TUGAS LATIHAN
Lanjutkan teks tentang kisah Hanzhalah bin Abu Amir, dimulai tepat setelah kalimat terakhir yang ada.

Kenikmatan dunia tidak sebanding nikmatnya menghadap sang Khalik dalam keadaan syahid. Begitulah prinsip yang dipegang oleh salah seorang sahabat Rosulullah SAW, Hanzhalah Bin Abu Amir
Qatadah menceritakan bahwa pada perang Uhud, Rasulullah SAW. berkata, ` Hanzhalah akan dimandikan oleh malaikat.” Maka para sahabat bertanya kepada keluarga Hanzhalah, “Apa yang terjadi dengannya?” Qatadah juga bertanya kepada istri Hanzhalah, lalu ia menjawab, “Ketika terdengar seruan perang Uhud, Hanzhalah segera pergi untuk berjihad padahal sedang berhadas besar.” Rasulullah SAW. berkata, “Karena itulah ia akan dimandikan malaikat.” (HR Ibnu Ishaq dari Ashim bin `Umar bin Qatadah)
Dalam kisah lain, Urwah bercerita, “Aku benar-benar melihat malaikat sedang memandikan Hanzhalah di antara langit dan bumi dengan air dari awan dalam sebuah tempat besar terbuat dari perak.” Abu Asid al-Sa`idi lalu berkata, “Kami pergi melihat Hamzah, kepalanya meneteskan air.” (Diriwayatkan oleh Al-Baihaqi dan Ibnu Sa’ad dari Hisyam bin Urwah)

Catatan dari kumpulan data
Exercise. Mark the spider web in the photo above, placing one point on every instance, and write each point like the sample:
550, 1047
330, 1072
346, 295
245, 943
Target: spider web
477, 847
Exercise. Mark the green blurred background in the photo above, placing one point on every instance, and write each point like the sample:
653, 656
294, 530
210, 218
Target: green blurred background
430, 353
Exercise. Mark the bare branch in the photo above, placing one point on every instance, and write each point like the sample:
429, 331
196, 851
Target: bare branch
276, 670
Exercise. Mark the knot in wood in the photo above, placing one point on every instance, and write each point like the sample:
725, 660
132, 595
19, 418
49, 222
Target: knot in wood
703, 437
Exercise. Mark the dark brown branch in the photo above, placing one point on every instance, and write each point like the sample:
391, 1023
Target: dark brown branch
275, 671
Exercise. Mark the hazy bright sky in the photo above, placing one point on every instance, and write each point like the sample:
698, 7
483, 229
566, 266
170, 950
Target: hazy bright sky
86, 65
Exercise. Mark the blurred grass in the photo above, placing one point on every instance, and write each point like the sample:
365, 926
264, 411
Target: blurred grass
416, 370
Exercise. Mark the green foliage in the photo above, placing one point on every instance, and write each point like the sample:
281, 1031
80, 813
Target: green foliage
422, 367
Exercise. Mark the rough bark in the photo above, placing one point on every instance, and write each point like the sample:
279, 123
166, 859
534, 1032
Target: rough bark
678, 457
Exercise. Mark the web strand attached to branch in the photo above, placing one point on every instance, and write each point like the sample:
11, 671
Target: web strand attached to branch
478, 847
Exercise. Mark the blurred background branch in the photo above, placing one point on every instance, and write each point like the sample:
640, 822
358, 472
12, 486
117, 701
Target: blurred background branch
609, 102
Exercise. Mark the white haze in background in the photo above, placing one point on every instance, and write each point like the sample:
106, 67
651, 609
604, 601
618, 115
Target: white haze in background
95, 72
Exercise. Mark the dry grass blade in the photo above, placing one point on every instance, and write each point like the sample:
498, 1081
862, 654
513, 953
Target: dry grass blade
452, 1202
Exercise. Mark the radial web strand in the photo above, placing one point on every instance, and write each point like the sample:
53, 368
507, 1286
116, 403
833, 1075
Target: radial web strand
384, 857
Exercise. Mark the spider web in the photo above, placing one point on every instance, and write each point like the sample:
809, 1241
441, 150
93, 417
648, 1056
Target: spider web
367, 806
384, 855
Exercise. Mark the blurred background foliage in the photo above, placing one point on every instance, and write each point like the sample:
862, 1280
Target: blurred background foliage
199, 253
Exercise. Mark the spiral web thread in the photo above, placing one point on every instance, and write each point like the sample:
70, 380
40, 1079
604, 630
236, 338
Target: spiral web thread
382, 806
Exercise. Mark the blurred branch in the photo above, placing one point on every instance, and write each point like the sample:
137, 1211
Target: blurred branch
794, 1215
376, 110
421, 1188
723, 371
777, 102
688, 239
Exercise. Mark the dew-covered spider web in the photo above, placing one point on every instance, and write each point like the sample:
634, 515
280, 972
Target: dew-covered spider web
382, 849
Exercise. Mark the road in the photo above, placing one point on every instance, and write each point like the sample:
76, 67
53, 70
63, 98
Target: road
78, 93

HASIL TUGAS
Dalam Perang Uhud, Hanzhalah adalah salah satu yang berada di dekat Rasulullah, untuk membelanya dari serangan kaum kafir yang berbalik menguasai medan pertempuran karena kelalaian kaum muslimin. Ketika itu Hanzhalah bertempur satu lawan satu melawan Abu Sufyan bin Harb, pimpinan kaum musyrikin. Hanzhalah meloncat ke Abu Sufyan dan memukul urat kering kuda Abu Sufyan. Abu Sufyan terjatuh ke tanah. Hanzhalah ingin membunuhnya. Akan tetapi, seorang musyrikin, Syaddad bin Syaub melihatnya dan menebas Hanzhalah dengan pedangnya. Hanzhalah jatuh dan syahid ketika melindungi Rasulullah.
Usai perang, Rasulullah memeriksa para syuhada. Alangkah terkejutnya Rasulullah, ketika melewati mayat Hanzhalah. Rasulullah melihat para malaikat sedang memandikan Hanzhalah. Ketika para sahabat bertanya kepada isterinya Hanzhalah, beliau berkata: “penyeru jihad membuatnya tergesa dari bersuci dan dia pergi ke medan perang dalam keadaan junub.”
Dia adalah Hanzhalah bin Abu Amir bin Shaifi bin Malik bin Umayyah bin Dhabiâ bin Zaid bin Uaf bin Amru bin Auf bin Malik al-Aus al-Anshory al-Ausy, Demikianlah Hanzhalah, sahabat yang mulia, syahid dan mendapat keistimewaan dimandikan para malaikat.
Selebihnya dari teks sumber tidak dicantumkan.